• What to produce
Collect every line of the data below that contains the string "phrase", matching its case exactly.

(Data entries)
:::
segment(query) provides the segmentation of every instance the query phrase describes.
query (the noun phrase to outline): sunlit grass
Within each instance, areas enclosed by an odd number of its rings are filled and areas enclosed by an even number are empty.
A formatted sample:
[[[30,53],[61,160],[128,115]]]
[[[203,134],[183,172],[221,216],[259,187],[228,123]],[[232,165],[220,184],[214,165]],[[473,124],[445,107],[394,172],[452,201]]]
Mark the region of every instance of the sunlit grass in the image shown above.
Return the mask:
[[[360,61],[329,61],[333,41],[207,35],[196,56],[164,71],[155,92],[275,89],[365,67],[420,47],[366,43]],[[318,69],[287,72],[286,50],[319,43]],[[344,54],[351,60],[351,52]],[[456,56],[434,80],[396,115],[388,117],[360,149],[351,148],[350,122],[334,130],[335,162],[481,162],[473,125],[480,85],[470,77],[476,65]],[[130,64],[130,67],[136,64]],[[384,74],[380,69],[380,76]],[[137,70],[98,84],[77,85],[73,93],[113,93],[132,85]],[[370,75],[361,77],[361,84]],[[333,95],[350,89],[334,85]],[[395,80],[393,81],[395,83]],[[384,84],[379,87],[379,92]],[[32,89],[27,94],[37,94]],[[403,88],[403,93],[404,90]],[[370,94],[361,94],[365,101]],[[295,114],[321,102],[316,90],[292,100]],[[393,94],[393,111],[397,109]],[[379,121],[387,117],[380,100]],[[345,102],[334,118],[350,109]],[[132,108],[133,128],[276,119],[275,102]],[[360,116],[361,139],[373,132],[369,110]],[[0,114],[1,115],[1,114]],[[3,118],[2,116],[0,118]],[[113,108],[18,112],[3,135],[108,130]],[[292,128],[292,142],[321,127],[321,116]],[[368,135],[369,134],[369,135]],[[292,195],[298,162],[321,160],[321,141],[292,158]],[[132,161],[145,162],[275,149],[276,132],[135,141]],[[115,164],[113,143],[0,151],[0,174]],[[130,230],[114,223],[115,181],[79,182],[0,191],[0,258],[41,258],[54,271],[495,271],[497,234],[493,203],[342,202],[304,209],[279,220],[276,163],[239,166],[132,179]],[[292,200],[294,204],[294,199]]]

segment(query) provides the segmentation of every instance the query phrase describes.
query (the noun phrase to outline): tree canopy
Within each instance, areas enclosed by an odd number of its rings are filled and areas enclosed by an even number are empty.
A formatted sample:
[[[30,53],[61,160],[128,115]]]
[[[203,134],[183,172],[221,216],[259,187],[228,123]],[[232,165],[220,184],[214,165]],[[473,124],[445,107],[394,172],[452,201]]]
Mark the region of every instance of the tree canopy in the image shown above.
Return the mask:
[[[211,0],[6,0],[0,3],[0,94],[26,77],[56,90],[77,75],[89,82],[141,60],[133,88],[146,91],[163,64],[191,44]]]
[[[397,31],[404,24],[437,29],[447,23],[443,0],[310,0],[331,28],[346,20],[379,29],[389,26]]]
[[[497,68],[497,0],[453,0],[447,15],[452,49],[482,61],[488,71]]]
:::
• Result for this task
segment(query) provides the segmentation of every instance the query phrase describes.
query (the noun phrase to outline): sunlit grass
segment(query) provides the segmentation of every instance the query phrase describes.
query (the noun phrase to outline): tree canopy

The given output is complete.